TASK GOAL:
Would you reproduce the entries that follow exactly as they appear?

*** Begin section ***

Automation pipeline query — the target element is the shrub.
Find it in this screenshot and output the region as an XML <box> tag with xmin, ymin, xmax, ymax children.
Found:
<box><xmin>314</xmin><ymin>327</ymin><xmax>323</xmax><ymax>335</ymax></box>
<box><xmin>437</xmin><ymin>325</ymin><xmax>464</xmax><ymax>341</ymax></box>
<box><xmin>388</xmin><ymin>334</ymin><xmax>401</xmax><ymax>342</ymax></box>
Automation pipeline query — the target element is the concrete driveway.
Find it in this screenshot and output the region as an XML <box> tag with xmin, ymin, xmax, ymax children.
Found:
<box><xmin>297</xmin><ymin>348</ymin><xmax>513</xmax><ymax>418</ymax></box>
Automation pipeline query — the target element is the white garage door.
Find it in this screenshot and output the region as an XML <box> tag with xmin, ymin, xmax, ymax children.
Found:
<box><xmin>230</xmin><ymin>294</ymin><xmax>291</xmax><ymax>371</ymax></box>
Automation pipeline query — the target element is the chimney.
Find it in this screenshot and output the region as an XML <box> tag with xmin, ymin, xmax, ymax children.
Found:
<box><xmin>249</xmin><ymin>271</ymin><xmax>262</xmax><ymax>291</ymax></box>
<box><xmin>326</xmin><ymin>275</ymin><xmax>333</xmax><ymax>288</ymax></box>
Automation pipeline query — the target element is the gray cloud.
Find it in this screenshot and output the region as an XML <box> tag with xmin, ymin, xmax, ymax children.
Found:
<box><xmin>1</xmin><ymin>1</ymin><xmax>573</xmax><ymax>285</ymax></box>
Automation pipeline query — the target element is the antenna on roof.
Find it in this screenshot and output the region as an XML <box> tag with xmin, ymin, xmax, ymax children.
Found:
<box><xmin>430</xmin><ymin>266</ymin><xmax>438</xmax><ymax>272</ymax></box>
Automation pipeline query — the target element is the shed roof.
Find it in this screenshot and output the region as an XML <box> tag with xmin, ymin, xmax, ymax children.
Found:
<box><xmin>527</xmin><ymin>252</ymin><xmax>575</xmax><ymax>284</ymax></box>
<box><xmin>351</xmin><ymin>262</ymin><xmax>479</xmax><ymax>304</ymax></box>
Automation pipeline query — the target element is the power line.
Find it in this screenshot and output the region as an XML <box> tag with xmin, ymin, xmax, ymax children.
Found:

*** End section ***

SOLUTION TO THIS PROBLEM:
Automation pipeline query — the target element is the shrub.
Find it in this screenshot and output the region as an XML <box> tag with xmin, ymin, xmax, ymax children.
Found:
<box><xmin>314</xmin><ymin>327</ymin><xmax>323</xmax><ymax>335</ymax></box>
<box><xmin>437</xmin><ymin>325</ymin><xmax>464</xmax><ymax>341</ymax></box>
<box><xmin>388</xmin><ymin>334</ymin><xmax>401</xmax><ymax>342</ymax></box>
Automation pipeline query — the target element is the concrete driveway.
Find it in this screenshot and output the region as an XML <box> tag with xmin, ymin, xmax, ymax children.
Found:
<box><xmin>297</xmin><ymin>348</ymin><xmax>513</xmax><ymax>418</ymax></box>
Automation pipeline query — the target element is the white garage door.
Find it in this screenshot and output the region as an XML <box> tag with xmin, ymin, xmax, ymax children.
Found:
<box><xmin>230</xmin><ymin>294</ymin><xmax>291</xmax><ymax>371</ymax></box>
Automation pipeline query — the target element is the chimney.
Find it in this screenshot and output the region as an XML <box> tag with xmin, ymin, xmax, ymax children.
Found:
<box><xmin>249</xmin><ymin>271</ymin><xmax>262</xmax><ymax>291</ymax></box>
<box><xmin>326</xmin><ymin>275</ymin><xmax>333</xmax><ymax>288</ymax></box>
Automation pipeline query — the target element is the gray cloud.
Find it in this screenshot and output the region as an XML <box> tag with xmin, ymin, xmax, ymax children.
Found:
<box><xmin>1</xmin><ymin>1</ymin><xmax>573</xmax><ymax>285</ymax></box>
Automation pipeline query — the target element is the antenna on roof.
Find it in this screenshot and output the region as an XML <box> tag with xmin, ymin, xmax, ymax children.
Found:
<box><xmin>430</xmin><ymin>266</ymin><xmax>438</xmax><ymax>272</ymax></box>
Automation pipeline query — the target element is the shed roof.
Find it in this screenshot and output the region as an XML <box> tag with xmin, ymin, xmax, ymax children.
Found:
<box><xmin>527</xmin><ymin>252</ymin><xmax>575</xmax><ymax>284</ymax></box>
<box><xmin>351</xmin><ymin>262</ymin><xmax>479</xmax><ymax>304</ymax></box>
Automation pipeline query — the target element is the power line.
Find it in this screenshot and output the region as an XML <box> tag with xmin, ymin, xmax, ymax children.
Found:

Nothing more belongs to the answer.